Activity: Retyping the entries exactly is all that is required.

Natural language region descriptions:
= Beginning of Section =

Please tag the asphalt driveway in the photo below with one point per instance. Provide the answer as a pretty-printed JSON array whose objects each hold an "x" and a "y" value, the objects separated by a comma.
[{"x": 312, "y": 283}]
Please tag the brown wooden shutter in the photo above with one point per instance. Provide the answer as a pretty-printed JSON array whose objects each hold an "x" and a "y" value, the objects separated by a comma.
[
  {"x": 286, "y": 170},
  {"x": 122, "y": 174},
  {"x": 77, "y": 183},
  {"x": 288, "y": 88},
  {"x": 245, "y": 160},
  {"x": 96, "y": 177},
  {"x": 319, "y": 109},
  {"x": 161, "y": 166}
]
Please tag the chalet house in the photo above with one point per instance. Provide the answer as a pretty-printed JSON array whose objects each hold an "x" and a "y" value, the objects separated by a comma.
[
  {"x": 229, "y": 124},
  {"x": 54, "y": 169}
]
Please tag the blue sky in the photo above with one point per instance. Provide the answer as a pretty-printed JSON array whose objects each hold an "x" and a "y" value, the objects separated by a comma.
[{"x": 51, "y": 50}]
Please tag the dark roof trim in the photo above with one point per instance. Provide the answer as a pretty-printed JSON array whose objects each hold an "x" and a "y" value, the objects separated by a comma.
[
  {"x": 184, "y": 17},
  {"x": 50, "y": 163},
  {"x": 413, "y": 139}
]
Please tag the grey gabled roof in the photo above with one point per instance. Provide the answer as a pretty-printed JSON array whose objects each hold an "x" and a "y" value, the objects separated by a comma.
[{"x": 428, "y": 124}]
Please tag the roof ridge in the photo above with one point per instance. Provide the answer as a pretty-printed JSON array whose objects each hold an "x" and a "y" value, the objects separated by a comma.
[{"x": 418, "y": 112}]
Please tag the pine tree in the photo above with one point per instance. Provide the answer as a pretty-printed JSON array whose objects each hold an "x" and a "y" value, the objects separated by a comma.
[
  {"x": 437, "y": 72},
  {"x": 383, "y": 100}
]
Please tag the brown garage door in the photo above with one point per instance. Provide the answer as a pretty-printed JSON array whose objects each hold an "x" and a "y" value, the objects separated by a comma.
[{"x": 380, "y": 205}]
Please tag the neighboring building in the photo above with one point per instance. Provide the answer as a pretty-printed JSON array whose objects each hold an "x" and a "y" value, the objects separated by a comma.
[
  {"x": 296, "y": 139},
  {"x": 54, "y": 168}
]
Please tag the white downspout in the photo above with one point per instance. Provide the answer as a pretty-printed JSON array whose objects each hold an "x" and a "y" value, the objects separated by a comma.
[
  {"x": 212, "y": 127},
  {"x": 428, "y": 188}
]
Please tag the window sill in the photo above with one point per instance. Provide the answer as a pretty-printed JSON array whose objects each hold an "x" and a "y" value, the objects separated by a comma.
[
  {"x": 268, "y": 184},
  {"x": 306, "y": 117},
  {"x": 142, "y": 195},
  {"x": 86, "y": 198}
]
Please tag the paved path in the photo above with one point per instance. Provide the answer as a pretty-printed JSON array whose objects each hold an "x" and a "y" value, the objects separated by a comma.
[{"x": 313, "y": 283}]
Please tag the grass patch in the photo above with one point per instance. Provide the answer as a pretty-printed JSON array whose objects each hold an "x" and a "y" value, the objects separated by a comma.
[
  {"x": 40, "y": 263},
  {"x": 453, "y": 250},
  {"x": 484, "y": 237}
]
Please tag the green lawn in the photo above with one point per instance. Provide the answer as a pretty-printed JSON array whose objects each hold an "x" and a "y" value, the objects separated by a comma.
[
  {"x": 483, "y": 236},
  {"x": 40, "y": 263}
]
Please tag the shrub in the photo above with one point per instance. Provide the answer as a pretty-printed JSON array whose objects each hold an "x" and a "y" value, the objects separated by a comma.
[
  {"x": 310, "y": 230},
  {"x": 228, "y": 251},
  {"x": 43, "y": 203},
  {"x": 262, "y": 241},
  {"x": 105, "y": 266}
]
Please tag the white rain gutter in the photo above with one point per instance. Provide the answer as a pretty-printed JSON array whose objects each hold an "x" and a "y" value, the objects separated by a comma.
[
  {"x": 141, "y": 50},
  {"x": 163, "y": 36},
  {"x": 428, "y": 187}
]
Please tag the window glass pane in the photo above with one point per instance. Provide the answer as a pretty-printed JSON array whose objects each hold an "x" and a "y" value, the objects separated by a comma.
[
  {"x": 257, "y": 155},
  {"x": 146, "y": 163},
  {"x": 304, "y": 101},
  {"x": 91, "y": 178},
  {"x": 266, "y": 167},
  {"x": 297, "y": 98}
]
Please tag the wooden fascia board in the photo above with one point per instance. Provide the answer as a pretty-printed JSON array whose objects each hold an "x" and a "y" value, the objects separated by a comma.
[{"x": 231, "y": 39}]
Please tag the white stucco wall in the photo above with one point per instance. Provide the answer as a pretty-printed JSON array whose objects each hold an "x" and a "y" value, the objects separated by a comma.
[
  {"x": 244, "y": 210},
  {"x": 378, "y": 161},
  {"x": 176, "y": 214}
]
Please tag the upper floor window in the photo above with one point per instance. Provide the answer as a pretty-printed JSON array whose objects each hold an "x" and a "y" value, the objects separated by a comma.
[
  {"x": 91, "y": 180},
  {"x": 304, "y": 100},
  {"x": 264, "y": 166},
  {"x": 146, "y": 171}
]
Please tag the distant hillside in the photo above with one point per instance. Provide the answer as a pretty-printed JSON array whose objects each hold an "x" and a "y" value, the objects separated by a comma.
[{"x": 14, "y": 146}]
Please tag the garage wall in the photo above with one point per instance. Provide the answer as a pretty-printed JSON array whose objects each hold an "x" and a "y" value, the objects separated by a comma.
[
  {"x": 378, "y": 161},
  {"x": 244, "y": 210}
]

= End of Section =

Task output:
Please tag the asphalt driveway in the photo below with one point per instance. Provide the answer as a pretty-printed JSON array whose objects each hold an "x" and a "y" value, the objects separated by a comma.
[{"x": 312, "y": 283}]
Please tag the brown wooden shutter in the photo above with one point per instance. Provide the answer as a pretty-printed JSON array whose objects each hold an "x" and a "y" value, the objects separated by a comma.
[
  {"x": 286, "y": 170},
  {"x": 122, "y": 174},
  {"x": 77, "y": 183},
  {"x": 288, "y": 88},
  {"x": 245, "y": 160},
  {"x": 96, "y": 177},
  {"x": 319, "y": 109},
  {"x": 161, "y": 166}
]
Please tag the chalet house in the photo above with one point per instance. Provide the answer as a pretty-printed JSON array whose objects each hold an "x" and a "y" value, the objects separated by a comma.
[
  {"x": 229, "y": 124},
  {"x": 54, "y": 169}
]
Please tag the blue sky in the photo above with one point per instance. Provide the answer as a pretty-printed JSON array whose objects each hold an "x" and a "y" value, the objects separated by a comma.
[{"x": 51, "y": 50}]
Please tag the dark roof trim in the photo above with one point per instance. Provide the answer as a pretty-printed JSON array whose objects each hold an "x" and a "y" value, the objects separated by a comma.
[
  {"x": 184, "y": 17},
  {"x": 50, "y": 163},
  {"x": 413, "y": 139}
]
Please tag the grey gabled roof in the photo above with one point per instance. Provide the answer as a pretty-printed JSON array whose objects each hold an "x" and a "y" value, the objects separated by a comma.
[{"x": 428, "y": 124}]
Please tag the roof ridge in the photo above with one point per instance. Provide the answer as a pretty-printed JSON array whose objects each hold an "x" and a "y" value, the objects separated by a comma.
[{"x": 418, "y": 112}]
Please tag the pine tree in the photo above with one point per instance. Provide the answer as a pretty-printed JSON array whose objects each hold an "x" and a "y" value, the objects separated by a comma.
[
  {"x": 437, "y": 72},
  {"x": 383, "y": 100}
]
Please tag the brown garage door in the photo above with one point per instance. Provide the answer as a pretty-printed JSON array whose objects each hold an "x" and a "y" value, the objects separated by a comma.
[{"x": 380, "y": 205}]
Please tag the neighboring building in the photo above with one point per instance. Provide the answer as a pretty-printed JSON array whose objects each hold an "x" and a "y" value, the objects separated by a comma.
[
  {"x": 296, "y": 139},
  {"x": 54, "y": 168}
]
Please tag the white downspout in the photo above with one point per instance. Provide the answer as a pretty-printed JSON array whose objects each hold an "x" and a "y" value, the objects separated by a comma.
[
  {"x": 212, "y": 127},
  {"x": 428, "y": 188}
]
Please tag the window sill in the photo above with one point per instance. Provide the answer as a pretty-printed JSON array whose objects each hold an "x" and a "y" value, the objects separated by a comma.
[
  {"x": 268, "y": 184},
  {"x": 306, "y": 117},
  {"x": 142, "y": 195},
  {"x": 86, "y": 198}
]
Please tag the paved path in the photo above with one point per instance. Provide the answer as a pretty-printed JSON array whose objects each hold an "x" and a "y" value, the objects separated by a comma.
[{"x": 313, "y": 283}]
Please tag the grass patch in the photo above with one point per instance. Provide the answer as a pretty-printed JSON array whose objects each hold an "x" and a "y" value, the objects separated by a comma.
[
  {"x": 40, "y": 263},
  {"x": 453, "y": 250},
  {"x": 484, "y": 237}
]
Please tag the green lawn in the photo above with one point per instance. Provide the answer as a pretty-printed JSON array whose objects each hold an "x" and a "y" value, the objects separated by a comma.
[
  {"x": 483, "y": 236},
  {"x": 40, "y": 263}
]
Please tag the shrub in the photo above with one point per instance. Provide the answer as a pretty-printed JSON array whose objects each hold an "x" and a "y" value, the objects separated by a comma.
[
  {"x": 310, "y": 230},
  {"x": 228, "y": 251},
  {"x": 43, "y": 203},
  {"x": 262, "y": 241},
  {"x": 105, "y": 266}
]
Please tag the white rain gutter in the photo above with one point per instance. Provide the answer as a pretty-printed JSON array whose objects each hold an "x" and a "y" value, the objects separated by a comma.
[
  {"x": 141, "y": 50},
  {"x": 163, "y": 36},
  {"x": 428, "y": 187}
]
Please tag the window glass pane in the photo above with one point per instance. Provide the answer as a pretty-printed JSON array whose objects each hold an "x" and a "y" value, the objects separated by a comma.
[
  {"x": 257, "y": 155},
  {"x": 146, "y": 163},
  {"x": 304, "y": 101},
  {"x": 91, "y": 178},
  {"x": 266, "y": 167},
  {"x": 297, "y": 98}
]
Please tag the wooden fascia board in the photo above with one point per instance. Provide the answer as a pretty-printed JSON array whose objects each hold an "x" and a "y" value, the objects separated by a comma.
[{"x": 231, "y": 39}]
Please tag the white stucco wall in the photo above with one point per instance. Provide the answer as a pretty-printed JSON array whose objects each hold an "x" and a "y" value, the objects separated by a comma.
[
  {"x": 244, "y": 210},
  {"x": 378, "y": 161},
  {"x": 176, "y": 214}
]
Please tag the upper floor window in the photo above with one point per instance. Provide the answer as a pretty-printed JSON array whose objects each hold an "x" and a "y" value, the objects separated by a comma.
[
  {"x": 91, "y": 180},
  {"x": 304, "y": 100},
  {"x": 264, "y": 166},
  {"x": 146, "y": 171}
]
Please tag the distant hillside in the photo above with one point per instance. Provide the answer as a pretty-printed JSON array whose objects each hold an "x" and a "y" value, the objects separated by a comma.
[{"x": 14, "y": 146}]
Please tag the garage wall in the photo above with one point per instance. Provide the answer as a pretty-printed JSON array whose objects each hold an "x" and a "y" value, the objects separated by a comma.
[
  {"x": 378, "y": 161},
  {"x": 244, "y": 210}
]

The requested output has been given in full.